- **GIVEN TASK**
Please render the data below as a numbered list, starting at the line that contains "Phrase: vertical baluster" and ending at the last line of the data. Include both of those lines and leave out any blank lines.
........
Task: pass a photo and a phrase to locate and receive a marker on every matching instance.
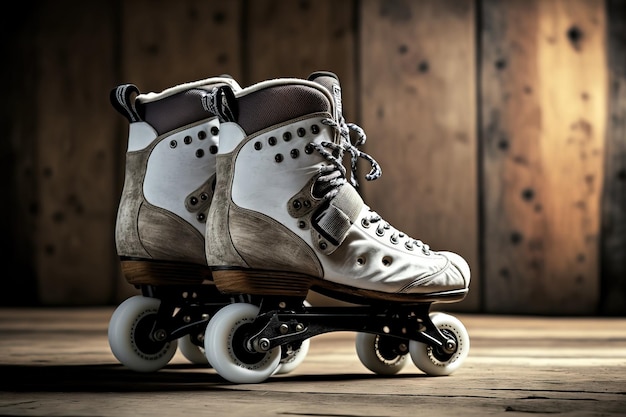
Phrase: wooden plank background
(543, 124)
(499, 126)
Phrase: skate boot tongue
(331, 82)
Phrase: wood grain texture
(418, 109)
(296, 38)
(613, 248)
(167, 43)
(543, 107)
(58, 362)
(76, 156)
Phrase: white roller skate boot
(293, 222)
(161, 220)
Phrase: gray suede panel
(127, 238)
(166, 236)
(266, 244)
(219, 250)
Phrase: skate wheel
(434, 361)
(129, 335)
(383, 355)
(290, 363)
(224, 345)
(192, 352)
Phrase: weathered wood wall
(500, 127)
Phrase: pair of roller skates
(236, 204)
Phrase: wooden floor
(57, 362)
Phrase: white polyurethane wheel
(370, 348)
(224, 346)
(192, 352)
(434, 361)
(129, 331)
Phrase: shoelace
(335, 176)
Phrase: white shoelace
(335, 176)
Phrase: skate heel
(150, 272)
(261, 282)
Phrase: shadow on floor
(116, 378)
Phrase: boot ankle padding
(174, 111)
(295, 101)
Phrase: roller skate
(294, 222)
(160, 226)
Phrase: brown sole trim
(148, 272)
(288, 284)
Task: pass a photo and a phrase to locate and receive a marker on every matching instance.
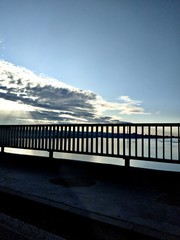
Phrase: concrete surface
(144, 201)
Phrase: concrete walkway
(143, 201)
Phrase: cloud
(41, 98)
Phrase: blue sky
(126, 52)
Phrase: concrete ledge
(153, 187)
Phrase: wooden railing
(151, 142)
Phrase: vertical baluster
(179, 143)
(124, 140)
(163, 144)
(92, 147)
(129, 140)
(87, 139)
(171, 153)
(149, 142)
(136, 146)
(82, 137)
(156, 136)
(107, 140)
(97, 139)
(57, 138)
(60, 137)
(142, 142)
(53, 138)
(112, 140)
(101, 139)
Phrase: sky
(104, 61)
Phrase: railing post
(127, 162)
(50, 154)
(2, 149)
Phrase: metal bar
(149, 142)
(129, 127)
(124, 142)
(87, 139)
(156, 135)
(142, 144)
(96, 139)
(179, 143)
(112, 140)
(163, 144)
(171, 153)
(118, 145)
(107, 140)
(102, 140)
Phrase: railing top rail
(96, 124)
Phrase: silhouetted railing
(152, 142)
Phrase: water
(119, 161)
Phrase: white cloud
(47, 99)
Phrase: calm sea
(119, 161)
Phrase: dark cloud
(54, 101)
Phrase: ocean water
(170, 149)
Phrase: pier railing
(151, 142)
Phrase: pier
(48, 198)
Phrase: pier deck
(139, 202)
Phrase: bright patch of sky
(90, 61)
........
- **REPLY TO THE EXERCISE**
1. Phrase: vertical baluster
2. (179, 143)
3. (124, 140)
4. (163, 144)
5. (92, 147)
6. (129, 140)
7. (87, 139)
8. (171, 153)
9. (149, 142)
10. (136, 146)
11. (82, 137)
12. (156, 136)
13. (107, 140)
14. (97, 139)
15. (57, 138)
16. (60, 137)
17. (142, 142)
18. (53, 138)
19. (112, 140)
20. (101, 139)
21. Phrase: sky
22. (104, 61)
23. Phrase: railing post
24. (127, 162)
25. (50, 154)
26. (2, 149)
27. Phrase: metal bar
28. (149, 142)
29. (129, 127)
30. (124, 142)
31. (87, 139)
32. (156, 135)
33. (142, 144)
34. (96, 139)
35. (179, 143)
36. (112, 140)
37. (163, 144)
38. (171, 153)
39. (118, 145)
40. (107, 140)
41. (102, 140)
42. Phrase: railing top rail
43. (96, 124)
44. Phrase: silhouetted railing
45. (152, 142)
46. Phrase: water
47. (119, 161)
48. Phrase: white cloud
49. (47, 99)
50. Phrase: calm sea
51. (119, 161)
52. Phrase: dark cloud
53. (54, 101)
54. Phrase: ocean water
55. (170, 149)
56. Phrase: pier railing
57. (151, 142)
58. Phrase: pier
59. (48, 198)
60. Phrase: pier deck
61. (139, 202)
62. Phrase: bright patch of sky
63. (90, 61)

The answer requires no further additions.